__Job__
Could you turn everything from the line containing "Outline every instance of the hair" down to the end of the entries below into a JSON list of strings, one string per line with blank lines omitted?

[Extracted data entries]
========================

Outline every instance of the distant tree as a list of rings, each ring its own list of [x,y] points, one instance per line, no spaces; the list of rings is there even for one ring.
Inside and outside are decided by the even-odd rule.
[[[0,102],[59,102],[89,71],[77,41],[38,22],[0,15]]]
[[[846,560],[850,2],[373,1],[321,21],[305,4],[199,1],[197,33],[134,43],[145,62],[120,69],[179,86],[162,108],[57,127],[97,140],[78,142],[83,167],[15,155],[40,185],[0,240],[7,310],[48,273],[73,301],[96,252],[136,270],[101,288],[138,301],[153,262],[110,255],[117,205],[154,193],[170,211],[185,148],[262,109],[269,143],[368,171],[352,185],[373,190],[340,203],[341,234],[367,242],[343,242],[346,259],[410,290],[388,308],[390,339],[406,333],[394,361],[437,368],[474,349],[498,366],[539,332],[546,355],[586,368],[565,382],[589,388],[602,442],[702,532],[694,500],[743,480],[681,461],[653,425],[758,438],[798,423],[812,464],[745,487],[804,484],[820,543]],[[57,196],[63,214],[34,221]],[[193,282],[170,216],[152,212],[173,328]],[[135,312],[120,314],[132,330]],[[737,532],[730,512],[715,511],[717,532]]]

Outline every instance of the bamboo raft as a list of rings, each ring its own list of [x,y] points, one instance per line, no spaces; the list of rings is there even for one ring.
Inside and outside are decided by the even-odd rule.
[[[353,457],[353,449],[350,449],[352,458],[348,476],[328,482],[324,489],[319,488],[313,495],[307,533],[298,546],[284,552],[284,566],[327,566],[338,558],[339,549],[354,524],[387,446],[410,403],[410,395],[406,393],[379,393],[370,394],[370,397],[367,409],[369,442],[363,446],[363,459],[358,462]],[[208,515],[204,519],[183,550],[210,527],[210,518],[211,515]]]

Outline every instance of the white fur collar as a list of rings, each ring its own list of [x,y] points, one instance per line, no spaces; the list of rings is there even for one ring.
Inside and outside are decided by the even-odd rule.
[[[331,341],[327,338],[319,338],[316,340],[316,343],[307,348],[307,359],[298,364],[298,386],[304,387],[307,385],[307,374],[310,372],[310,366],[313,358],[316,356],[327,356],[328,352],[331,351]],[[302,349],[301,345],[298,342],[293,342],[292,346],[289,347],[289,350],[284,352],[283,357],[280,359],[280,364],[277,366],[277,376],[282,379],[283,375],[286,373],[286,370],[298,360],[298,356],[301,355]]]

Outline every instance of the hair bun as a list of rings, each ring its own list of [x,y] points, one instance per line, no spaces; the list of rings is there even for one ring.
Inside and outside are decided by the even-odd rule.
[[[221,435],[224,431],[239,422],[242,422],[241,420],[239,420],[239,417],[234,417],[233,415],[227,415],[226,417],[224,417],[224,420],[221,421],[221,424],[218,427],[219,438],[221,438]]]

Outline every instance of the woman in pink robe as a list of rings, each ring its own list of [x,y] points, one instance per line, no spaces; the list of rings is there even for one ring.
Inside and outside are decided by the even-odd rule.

========================

__Correct response__
[
  "Outline every instance of the hair bun as a list of rings, each ring its own list of [x,y] points, one instance per line, no spaces; the list of rings is there even for one ring.",
  "Inside and outside are decided by the even-odd rule.",
  "[[[221,435],[224,431],[239,422],[242,422],[241,420],[239,420],[239,417],[234,417],[233,415],[227,415],[226,417],[224,417],[224,420],[221,421],[221,424],[218,427],[219,438],[221,438]]]",
  "Outline every instance of the woman in pink robe as a list of rings, each ring its own list of [x,y] points, one instance per line, no spaces; the list of rings is there even for one ring.",
  "Inside and outside are decided by the even-odd rule."
]